Assigned task
Using the Hyde Amendment text below, explain in one to three sentences why anti-abortion-rights taxpayers see the amendment as a conscientious objection.

It’s been more than 40 years since the U.S. Supreme Court knocked down state laws banning abortion, establishing that all women have a constitutional right to terminate an unwanted pregnancy if that’s their choice.

Since then, lawmakers at the state and federal levels have battled to determine the circumstances under which a woman can exercise her right, and what limits would be permissible under the broad outlines described in Roe v. Wade. One of the most effective ways the law gets between a woman and her doctor has been the federal ban on taxpayer funding for abortion, a rider attached to a variety of spending bills known as The Hyde Amendment.

Named for it original sponsor, Rep. Henry Hyde of Illinois, the amendment is usually thought of a conscientious objection by anti-abortion-rights taxpayers, who say they shouldn’t have to pay any fraction of the cost of an abortion, no matter how small. That’s an opt-out not extended to opponents of any other item in the federal budget, but the Hyde Amendment does more than help abortion opponents sleep at night.

Data extract

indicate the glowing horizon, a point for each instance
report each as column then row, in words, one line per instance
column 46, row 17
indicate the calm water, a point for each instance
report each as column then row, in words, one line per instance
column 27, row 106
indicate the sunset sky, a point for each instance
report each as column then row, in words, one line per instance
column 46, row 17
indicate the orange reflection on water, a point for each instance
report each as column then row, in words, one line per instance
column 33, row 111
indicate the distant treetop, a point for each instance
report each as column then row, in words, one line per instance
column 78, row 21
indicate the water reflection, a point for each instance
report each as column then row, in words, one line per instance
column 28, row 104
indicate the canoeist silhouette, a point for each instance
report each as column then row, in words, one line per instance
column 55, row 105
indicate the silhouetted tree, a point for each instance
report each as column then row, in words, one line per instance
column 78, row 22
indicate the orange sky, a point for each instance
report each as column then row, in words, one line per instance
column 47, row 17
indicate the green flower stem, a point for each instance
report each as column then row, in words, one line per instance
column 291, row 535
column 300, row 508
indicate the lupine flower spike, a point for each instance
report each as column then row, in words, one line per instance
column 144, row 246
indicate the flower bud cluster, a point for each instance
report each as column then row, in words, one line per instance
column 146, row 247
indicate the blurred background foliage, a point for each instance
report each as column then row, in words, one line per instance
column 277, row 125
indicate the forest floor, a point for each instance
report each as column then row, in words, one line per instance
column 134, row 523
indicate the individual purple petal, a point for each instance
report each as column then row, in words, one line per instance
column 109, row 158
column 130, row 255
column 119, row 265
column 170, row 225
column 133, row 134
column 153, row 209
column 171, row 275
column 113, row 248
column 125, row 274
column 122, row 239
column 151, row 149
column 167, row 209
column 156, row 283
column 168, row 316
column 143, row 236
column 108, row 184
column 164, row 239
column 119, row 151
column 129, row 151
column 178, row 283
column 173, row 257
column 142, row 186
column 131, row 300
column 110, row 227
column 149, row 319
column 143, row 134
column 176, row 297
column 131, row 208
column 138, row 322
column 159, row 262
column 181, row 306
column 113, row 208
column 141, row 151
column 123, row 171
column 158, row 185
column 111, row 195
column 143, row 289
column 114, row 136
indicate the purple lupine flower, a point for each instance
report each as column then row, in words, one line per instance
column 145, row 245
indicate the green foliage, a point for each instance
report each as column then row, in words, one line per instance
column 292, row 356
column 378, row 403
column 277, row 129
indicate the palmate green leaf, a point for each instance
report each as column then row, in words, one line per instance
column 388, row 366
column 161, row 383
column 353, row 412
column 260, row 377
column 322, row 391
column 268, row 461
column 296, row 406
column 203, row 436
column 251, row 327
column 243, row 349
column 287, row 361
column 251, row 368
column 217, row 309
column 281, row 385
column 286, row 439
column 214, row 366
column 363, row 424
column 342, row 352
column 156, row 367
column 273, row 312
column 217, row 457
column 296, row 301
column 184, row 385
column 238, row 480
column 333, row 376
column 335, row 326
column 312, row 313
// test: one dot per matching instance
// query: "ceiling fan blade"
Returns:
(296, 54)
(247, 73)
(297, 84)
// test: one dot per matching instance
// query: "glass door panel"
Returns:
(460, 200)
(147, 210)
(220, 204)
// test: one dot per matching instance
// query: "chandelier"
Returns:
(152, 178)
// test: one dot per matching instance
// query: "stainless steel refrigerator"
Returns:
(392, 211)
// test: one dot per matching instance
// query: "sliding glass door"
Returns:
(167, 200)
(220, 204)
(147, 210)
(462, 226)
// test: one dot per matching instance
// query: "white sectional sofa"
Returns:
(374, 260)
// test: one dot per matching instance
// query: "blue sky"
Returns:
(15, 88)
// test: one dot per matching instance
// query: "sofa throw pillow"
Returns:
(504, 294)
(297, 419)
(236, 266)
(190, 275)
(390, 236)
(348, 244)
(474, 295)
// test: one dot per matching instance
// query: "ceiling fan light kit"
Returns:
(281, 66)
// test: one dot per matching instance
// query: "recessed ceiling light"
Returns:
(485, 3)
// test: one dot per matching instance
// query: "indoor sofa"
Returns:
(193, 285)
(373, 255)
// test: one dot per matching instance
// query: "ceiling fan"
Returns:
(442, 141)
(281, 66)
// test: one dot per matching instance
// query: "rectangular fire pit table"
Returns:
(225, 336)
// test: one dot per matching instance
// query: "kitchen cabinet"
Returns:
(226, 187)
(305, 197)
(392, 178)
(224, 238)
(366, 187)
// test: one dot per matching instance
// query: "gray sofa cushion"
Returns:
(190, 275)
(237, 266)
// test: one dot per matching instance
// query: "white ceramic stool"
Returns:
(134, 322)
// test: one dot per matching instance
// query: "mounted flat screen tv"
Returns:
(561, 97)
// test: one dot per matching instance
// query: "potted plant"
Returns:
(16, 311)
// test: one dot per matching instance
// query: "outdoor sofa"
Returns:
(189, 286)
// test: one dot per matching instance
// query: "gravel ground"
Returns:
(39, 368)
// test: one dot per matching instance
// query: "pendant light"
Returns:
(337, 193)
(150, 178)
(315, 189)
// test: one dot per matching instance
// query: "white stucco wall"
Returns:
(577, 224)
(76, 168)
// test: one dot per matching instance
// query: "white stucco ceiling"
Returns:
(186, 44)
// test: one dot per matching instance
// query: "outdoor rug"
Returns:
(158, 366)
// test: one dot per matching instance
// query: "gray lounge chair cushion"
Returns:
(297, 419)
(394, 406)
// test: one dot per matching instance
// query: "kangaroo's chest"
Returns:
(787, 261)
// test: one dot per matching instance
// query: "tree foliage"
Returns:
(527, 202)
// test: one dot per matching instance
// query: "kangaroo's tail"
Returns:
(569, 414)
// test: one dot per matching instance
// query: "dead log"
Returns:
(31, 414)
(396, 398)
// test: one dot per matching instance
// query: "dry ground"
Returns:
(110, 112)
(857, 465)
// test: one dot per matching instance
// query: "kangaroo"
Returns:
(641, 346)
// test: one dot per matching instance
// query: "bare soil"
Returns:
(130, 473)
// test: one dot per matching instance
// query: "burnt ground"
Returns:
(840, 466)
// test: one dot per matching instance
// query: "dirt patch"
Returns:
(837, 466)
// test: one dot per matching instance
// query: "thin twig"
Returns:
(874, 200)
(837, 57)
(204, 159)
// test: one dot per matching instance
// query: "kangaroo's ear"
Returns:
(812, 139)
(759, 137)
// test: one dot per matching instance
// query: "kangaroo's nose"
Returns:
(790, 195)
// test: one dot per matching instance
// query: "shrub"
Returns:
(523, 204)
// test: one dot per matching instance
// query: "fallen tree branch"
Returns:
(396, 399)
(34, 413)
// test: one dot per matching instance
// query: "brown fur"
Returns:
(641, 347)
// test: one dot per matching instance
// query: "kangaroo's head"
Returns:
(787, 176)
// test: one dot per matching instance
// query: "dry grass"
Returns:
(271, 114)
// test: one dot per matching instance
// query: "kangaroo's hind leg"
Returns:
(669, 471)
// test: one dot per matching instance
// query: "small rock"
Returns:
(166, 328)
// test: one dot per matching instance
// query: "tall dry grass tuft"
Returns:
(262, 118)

Answer section
Anti-abortion-rights taxpayers say they shouldn't have to pay any fraction of the cost of an abortion, no matter how small. The Hyde Amendment, a federal ban on taxpayer funding for abortion, gives them that opt-out.